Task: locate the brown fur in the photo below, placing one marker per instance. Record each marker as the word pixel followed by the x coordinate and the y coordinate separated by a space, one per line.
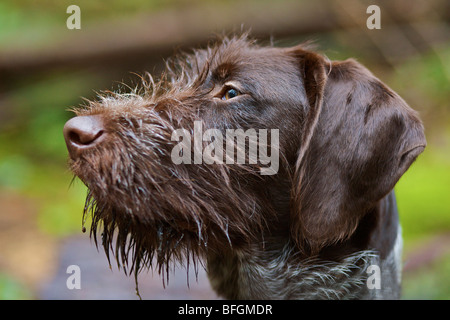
pixel 345 140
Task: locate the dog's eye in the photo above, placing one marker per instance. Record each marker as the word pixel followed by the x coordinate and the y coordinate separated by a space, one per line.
pixel 230 94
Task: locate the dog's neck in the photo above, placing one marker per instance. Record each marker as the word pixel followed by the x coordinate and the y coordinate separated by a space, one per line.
pixel 278 270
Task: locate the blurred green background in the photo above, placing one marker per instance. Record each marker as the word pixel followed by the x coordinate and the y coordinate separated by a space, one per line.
pixel 45 68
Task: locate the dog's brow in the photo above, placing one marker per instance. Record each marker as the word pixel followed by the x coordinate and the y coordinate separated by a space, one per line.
pixel 224 71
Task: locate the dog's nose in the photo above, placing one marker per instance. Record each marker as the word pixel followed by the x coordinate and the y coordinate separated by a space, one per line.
pixel 83 133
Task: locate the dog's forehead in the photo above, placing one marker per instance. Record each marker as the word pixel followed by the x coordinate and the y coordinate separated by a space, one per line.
pixel 260 69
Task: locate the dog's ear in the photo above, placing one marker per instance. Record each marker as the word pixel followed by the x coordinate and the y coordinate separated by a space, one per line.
pixel 357 139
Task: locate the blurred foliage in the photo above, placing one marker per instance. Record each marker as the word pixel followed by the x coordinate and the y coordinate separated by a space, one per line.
pixel 11 289
pixel 431 283
pixel 33 153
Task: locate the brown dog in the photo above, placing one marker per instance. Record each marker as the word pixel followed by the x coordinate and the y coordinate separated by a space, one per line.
pixel 315 219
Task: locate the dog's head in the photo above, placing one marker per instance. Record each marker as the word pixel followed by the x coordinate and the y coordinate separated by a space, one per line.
pixel 342 137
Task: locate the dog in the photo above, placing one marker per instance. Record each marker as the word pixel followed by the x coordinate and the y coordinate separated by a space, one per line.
pixel 320 224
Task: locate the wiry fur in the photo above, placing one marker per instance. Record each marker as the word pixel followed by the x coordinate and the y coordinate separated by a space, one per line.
pixel 308 231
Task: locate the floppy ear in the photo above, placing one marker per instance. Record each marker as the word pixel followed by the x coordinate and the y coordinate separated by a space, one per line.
pixel 358 138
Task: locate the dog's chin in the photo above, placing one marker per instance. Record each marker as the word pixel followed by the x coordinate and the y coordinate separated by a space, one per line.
pixel 136 244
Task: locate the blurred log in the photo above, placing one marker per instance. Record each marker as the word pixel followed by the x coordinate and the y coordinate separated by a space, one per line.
pixel 152 36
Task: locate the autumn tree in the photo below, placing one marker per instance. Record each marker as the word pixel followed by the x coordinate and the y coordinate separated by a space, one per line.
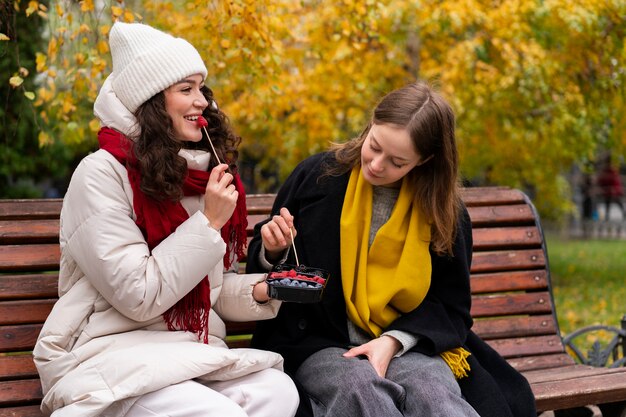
pixel 537 85
pixel 22 162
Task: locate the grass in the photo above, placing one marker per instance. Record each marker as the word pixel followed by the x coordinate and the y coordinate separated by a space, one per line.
pixel 589 285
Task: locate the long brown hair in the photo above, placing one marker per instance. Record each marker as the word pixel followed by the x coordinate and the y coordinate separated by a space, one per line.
pixel 430 121
pixel 162 170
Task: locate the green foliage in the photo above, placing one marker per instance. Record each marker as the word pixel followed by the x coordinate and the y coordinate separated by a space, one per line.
pixel 588 281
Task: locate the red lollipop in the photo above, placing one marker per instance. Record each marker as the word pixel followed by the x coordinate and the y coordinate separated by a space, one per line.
pixel 201 122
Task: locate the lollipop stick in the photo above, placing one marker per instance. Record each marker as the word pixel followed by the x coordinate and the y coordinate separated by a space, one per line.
pixel 293 244
pixel 211 143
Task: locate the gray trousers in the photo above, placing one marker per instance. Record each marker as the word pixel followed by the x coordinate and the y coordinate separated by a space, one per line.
pixel 415 385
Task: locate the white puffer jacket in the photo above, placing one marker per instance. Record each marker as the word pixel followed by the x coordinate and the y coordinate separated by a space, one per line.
pixel 105 339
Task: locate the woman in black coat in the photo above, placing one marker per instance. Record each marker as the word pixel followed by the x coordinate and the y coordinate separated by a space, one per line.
pixel 392 334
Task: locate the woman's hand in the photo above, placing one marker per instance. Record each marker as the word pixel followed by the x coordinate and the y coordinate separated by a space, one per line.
pixel 220 198
pixel 379 353
pixel 276 234
pixel 259 292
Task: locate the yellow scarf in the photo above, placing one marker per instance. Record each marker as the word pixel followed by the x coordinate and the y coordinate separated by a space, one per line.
pixel 392 276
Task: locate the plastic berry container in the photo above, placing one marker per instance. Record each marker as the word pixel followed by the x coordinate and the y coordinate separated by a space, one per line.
pixel 296 283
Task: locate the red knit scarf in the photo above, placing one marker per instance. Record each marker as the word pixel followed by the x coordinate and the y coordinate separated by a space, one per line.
pixel 158 219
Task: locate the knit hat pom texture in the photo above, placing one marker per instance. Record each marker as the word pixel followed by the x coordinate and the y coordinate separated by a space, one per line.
pixel 147 61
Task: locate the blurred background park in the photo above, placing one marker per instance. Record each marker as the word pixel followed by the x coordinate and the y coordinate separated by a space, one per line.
pixel 538 87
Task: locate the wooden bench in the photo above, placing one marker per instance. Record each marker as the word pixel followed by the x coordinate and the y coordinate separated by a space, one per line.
pixel 512 300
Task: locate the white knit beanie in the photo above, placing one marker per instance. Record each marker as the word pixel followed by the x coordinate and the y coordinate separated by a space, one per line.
pixel 147 61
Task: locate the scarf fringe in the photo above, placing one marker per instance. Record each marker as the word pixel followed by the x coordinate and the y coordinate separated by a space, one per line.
pixel 457 361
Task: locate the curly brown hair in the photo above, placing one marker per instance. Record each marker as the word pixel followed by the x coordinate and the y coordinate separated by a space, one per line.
pixel 430 121
pixel 162 170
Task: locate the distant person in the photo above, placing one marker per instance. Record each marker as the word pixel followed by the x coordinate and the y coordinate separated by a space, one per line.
pixel 611 189
pixel 151 228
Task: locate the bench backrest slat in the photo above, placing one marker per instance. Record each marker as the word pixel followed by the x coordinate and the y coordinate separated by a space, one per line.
pixel 512 302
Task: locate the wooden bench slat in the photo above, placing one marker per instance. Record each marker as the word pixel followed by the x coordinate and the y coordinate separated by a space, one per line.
pixel 528 363
pixel 491 196
pixel 509 260
pixel 28 286
pixel 525 346
pixel 519 214
pixel 509 281
pixel 25 311
pixel 25 391
pixel 44 208
pixel 511 304
pixel 510 237
pixel 25 411
pixel 19 338
pixel 17 367
pixel 515 327
pixel 29 231
pixel 584 389
pixel 29 257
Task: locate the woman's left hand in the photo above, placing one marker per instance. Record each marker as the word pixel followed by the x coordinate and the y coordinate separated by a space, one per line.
pixel 259 292
pixel 379 353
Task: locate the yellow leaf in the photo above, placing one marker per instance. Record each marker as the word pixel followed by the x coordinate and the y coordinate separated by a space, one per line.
pixel 16 81
pixel 40 60
pixel 33 6
pixel 44 139
pixel 86 6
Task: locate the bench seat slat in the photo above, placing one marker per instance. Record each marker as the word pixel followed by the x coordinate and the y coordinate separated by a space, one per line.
pixel 528 363
pixel 28 286
pixel 511 304
pixel 508 260
pixel 515 327
pixel 524 346
pixel 17 367
pixel 26 411
pixel 519 214
pixel 584 389
pixel 512 237
pixel 491 196
pixel 24 391
pixel 25 311
pixel 509 281
pixel 19 338
pixel 19 209
pixel 29 231
pixel 29 257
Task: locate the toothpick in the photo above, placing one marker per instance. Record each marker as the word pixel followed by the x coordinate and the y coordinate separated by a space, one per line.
pixel 293 244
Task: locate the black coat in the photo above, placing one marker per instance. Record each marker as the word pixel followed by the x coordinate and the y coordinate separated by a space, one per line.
pixel 441 322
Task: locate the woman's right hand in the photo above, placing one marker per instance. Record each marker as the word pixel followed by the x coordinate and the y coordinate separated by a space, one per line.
pixel 220 198
pixel 276 234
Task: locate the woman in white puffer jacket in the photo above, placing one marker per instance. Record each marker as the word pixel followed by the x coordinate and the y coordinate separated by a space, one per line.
pixel 149 225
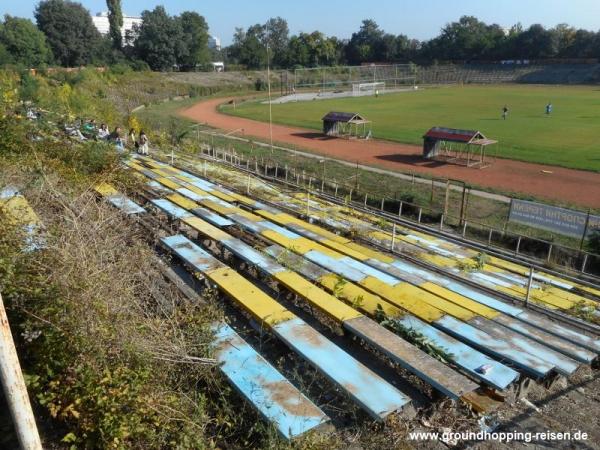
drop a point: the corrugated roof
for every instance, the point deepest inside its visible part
(452, 134)
(335, 116)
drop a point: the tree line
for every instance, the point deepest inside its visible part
(65, 35)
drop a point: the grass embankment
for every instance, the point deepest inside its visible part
(105, 341)
(483, 211)
(113, 354)
(567, 138)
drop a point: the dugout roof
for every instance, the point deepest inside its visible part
(343, 117)
(455, 135)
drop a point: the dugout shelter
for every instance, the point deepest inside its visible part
(465, 147)
(347, 125)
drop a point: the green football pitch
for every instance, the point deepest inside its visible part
(569, 137)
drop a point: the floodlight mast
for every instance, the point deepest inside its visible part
(269, 90)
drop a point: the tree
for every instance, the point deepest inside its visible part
(535, 43)
(160, 40)
(467, 39)
(195, 35)
(276, 34)
(248, 48)
(69, 30)
(115, 20)
(24, 42)
(563, 37)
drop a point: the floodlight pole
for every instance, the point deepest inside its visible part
(15, 391)
(270, 104)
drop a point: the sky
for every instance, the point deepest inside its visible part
(420, 19)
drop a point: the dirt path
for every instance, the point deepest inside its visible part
(568, 185)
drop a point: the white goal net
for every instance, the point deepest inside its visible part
(359, 89)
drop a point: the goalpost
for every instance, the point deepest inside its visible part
(360, 89)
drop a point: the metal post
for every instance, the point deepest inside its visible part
(14, 388)
(584, 263)
(585, 228)
(529, 282)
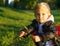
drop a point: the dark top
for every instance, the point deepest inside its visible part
(47, 27)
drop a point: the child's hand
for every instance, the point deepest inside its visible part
(22, 34)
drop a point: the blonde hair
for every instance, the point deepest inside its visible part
(37, 7)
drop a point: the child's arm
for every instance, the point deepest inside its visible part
(22, 34)
(27, 30)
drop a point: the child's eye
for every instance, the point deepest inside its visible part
(43, 14)
(38, 14)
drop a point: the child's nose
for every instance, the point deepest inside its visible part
(41, 16)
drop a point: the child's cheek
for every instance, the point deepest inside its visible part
(45, 17)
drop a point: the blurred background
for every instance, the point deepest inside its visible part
(16, 14)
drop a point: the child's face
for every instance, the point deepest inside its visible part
(42, 14)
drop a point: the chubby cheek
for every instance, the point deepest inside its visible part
(45, 17)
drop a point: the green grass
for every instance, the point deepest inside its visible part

####

» To do
Scan the listing above for the word "child" and show each line where it is found.

» Answer for this exercise
drop a point: the child's hand
drop a point: the child's arm
drop a point: the child's eye
drop a point: the child's nose
drop a point: the child's cheek
drop a point: the child's face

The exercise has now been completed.